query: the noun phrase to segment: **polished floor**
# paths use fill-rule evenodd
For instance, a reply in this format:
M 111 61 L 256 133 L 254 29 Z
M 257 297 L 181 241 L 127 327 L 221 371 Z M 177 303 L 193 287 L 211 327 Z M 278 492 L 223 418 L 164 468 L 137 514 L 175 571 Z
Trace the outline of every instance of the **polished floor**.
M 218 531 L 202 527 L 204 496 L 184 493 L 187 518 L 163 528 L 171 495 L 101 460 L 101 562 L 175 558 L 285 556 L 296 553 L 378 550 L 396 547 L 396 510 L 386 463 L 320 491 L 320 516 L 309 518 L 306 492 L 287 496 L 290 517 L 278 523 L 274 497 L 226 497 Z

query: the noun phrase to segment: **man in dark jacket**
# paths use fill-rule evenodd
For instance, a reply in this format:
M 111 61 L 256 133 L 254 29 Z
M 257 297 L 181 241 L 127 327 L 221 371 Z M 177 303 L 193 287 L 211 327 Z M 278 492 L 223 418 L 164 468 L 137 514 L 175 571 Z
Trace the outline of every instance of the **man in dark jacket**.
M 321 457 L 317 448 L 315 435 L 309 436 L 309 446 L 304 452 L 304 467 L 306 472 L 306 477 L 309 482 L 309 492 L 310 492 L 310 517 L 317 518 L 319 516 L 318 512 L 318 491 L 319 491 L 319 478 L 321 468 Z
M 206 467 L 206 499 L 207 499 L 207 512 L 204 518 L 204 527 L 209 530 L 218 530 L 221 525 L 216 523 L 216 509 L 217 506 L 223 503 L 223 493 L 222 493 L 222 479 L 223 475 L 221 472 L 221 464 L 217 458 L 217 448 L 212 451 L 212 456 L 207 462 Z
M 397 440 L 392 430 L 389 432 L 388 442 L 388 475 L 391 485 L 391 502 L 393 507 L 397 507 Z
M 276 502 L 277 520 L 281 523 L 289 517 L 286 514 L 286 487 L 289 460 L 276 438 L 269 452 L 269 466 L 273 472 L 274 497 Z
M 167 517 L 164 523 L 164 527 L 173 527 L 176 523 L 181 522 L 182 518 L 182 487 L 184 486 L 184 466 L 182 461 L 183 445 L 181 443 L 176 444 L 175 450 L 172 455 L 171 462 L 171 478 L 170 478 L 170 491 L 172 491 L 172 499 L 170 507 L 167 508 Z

--- --- ---

Your instructions:
Return all of the entries word for word.

Output for this task:
query: the noun phrase to segment: **polished floor**
# paths use fill-rule evenodd
For instance, a reply in this format:
M 111 61 L 256 133 L 254 29 Z
M 257 297 L 181 241 L 127 327 L 221 371 Z M 177 303 L 193 287 L 211 327 Z M 278 492 L 223 418 L 164 468 L 137 514 L 175 571 Z
Trace the outline of every instance of the **polished floor**.
M 218 531 L 202 527 L 204 496 L 184 493 L 187 518 L 163 528 L 171 495 L 101 460 L 101 562 L 175 558 L 285 556 L 296 553 L 378 550 L 396 547 L 396 510 L 386 463 L 320 491 L 320 516 L 309 518 L 306 492 L 287 496 L 290 517 L 278 523 L 274 497 L 226 497 Z

query: the noun phrase to segment: **man in dark jacket**
# paths use fill-rule evenodd
For instance, a reply in this format:
M 111 61 L 256 133 L 254 29 Z
M 257 297 L 181 241 L 127 327 L 221 371 Z M 177 303 L 193 287 L 211 327 Z M 278 492 L 223 418 L 164 468 L 137 514 L 175 571 Z
Trace the outline of every instance of the **man in dark jacket**.
M 321 457 L 317 448 L 315 435 L 309 436 L 309 446 L 304 452 L 304 467 L 306 472 L 306 477 L 309 482 L 309 492 L 310 492 L 310 517 L 317 518 L 319 516 L 318 512 L 318 491 L 319 491 L 319 478 L 321 468 Z
M 206 467 L 206 499 L 207 499 L 207 512 L 204 518 L 204 527 L 209 530 L 218 530 L 221 525 L 216 523 L 216 509 L 217 506 L 223 503 L 223 493 L 222 493 L 222 479 L 223 475 L 221 472 L 221 464 L 217 458 L 217 448 L 212 451 L 212 456 L 207 462 Z
M 397 440 L 392 430 L 389 432 L 388 442 L 388 475 L 391 485 L 391 502 L 393 507 L 397 507 Z
M 276 502 L 277 520 L 281 523 L 289 517 L 286 514 L 286 487 L 289 460 L 276 438 L 269 452 L 269 466 L 273 472 L 274 497 Z
M 167 517 L 164 523 L 164 527 L 173 527 L 176 523 L 181 522 L 182 518 L 182 487 L 184 486 L 184 466 L 182 461 L 183 445 L 181 443 L 176 444 L 175 450 L 172 455 L 171 462 L 171 478 L 170 478 L 170 491 L 172 491 L 172 499 L 170 507 L 167 508 Z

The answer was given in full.